"I'm not a feminist… I love men": Rethinking Lady Gaga’s Postfeminist Rhetoric and its Potential for Social Change

Curator's Note

Lady Gaga has been a powerful force in recent popular culture, often challenging the position of women in the music industry and images of female sexuality. She draws on longstanding feminist arguments to call out the double standard placed on female performers who are expected to be sexual but only up to a certain point, while male rock stars are given free license to being complex sexual agents. And she’s right – the sexual double standard continues to constrain both female pop stars and women alike.

But while her sexual rhetoric appears progressive and refreshing, Gaga’s stance on feminism itself raises questions about the nature of empowerment that she promotes. While adopting the language of feminism and acknowledging the inequality women continue to face in popular culture, Gaga's insistence that she is not a feminist is worthy of discussion.     

Media scholars Angela McRobbie and Rosalind Gill call these contradictory gender politics indicative of a "postfeminist" media culture, where feminism is acknowledged, yet dismissed as unnecessary to today’s young women. Empowerment then becomes more about a stylized performance, often through the display of sexy clothing coupled with the language of feminism, rather than actual social change. Is Lady Gaga then the quintessential postfeminist star?

Lady Gaga benefits from feminism, which has arguably opened doors for her to become a successful businesswoman, and has allowed her to play with ideas of gender and queerness in her performances. But while Gaga offers up the image of a supposedly liberated woman, few of Lady Gaga’s markers of empowerment really challenge the status quo, such as normative beauty standards. In short, she often seems hesitant to equate female empowerment with anything beyond the ability to embrace a public sexuality that coincidentally conforms to the directives of Maxim.

This clip raises questions about the place of feminism within contemporary pop culture. Do we need to retain the word feminist or is it outdated? What are the implications for replacing feminism with empowerment? Should we be encouraging girls to identify as feminist or can they become empowered without feminism? And finally, is it even problematic that Gaga refuses to embrace the feminist label?

Perhaps it is Lady Gaga’s assurance that she is not a feminist that allows her to be palatable to the public – she is performance and style but not necessarily social change?  Or maybe we’re just asking too much from our pop stars?

Comments

Great piece, Jessalynn!  The furor of contentious definition and conflicting uses around the term "feminist" is important to always keep in mind, and I wonder if perhaps Lady Gaga is avoiding that label because of her knowledge of such tension.  Perhaps Gaga is trying to distance herself from recent coopters of the term, such as "Tea Party Feminists" and notably Sarah Palin

Hi Charlotte, thanks for your comments. I think your point about Palin's adoption of the feminist label is really interesting and provides somewhat of an interesting contrast to Gaga's approach. I'm wondering if this has to do with the generation of women each woman is trying to reach. I think generation becomes key to this debate, although I didn't have space to specifically address this in the post.

— To do —
(1) According to the Lady Gaga essay, which two media scholars describe these contradictory gender politics as a sign of a "postfeminist" media culture?
(2) Return every line of the listing that contains the word "rough".
The essay and the listing that comes after it come from separate sources.

[Source data]
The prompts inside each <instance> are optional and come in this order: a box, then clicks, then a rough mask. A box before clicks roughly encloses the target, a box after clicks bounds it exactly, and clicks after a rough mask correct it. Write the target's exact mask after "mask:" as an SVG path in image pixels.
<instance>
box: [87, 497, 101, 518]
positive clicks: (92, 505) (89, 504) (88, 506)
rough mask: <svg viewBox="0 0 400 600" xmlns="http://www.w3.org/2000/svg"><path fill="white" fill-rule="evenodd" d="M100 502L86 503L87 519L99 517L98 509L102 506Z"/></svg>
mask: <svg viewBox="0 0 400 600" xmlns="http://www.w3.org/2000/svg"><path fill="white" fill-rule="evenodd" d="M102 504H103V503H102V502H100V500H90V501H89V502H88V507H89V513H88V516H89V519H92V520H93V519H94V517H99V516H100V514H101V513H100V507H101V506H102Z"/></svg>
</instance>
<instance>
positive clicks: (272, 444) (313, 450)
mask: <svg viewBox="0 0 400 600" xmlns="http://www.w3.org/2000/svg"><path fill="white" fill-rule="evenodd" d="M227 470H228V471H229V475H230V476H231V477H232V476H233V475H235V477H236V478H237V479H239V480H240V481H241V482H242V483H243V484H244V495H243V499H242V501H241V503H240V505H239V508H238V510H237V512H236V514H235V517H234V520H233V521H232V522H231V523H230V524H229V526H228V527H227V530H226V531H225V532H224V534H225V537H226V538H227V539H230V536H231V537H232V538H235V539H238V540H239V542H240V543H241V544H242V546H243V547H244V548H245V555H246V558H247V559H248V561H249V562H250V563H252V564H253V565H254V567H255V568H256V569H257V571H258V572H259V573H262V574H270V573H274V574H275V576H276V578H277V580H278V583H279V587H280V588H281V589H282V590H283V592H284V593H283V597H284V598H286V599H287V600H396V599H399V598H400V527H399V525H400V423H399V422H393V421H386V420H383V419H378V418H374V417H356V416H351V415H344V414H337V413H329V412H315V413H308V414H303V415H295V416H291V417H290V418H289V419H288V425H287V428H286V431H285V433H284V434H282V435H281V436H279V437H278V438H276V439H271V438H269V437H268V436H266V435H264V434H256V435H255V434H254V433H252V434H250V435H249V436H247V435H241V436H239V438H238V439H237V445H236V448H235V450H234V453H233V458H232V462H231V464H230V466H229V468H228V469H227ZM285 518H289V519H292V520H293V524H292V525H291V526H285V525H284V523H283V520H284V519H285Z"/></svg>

— Answers to the exercise —
(1) Angela McRobbie and Rosalind Gill.

(2)
The prompts inside each <instance> are optional and come in this order: a box, then clicks, then a rough mask. A box before clicks roughly encloses the target, a box after clicks bounds it exactly, and clicks after a rough mask correct it. Write the target's exact mask after "mask:" as an SVG path in image pixels.
rough mask: <svg viewBox="0 0 400 600" xmlns="http://www.w3.org/2000/svg"><path fill="white" fill-rule="evenodd" d="M100 502L86 503L87 519L99 517L98 509L102 506Z"/></svg>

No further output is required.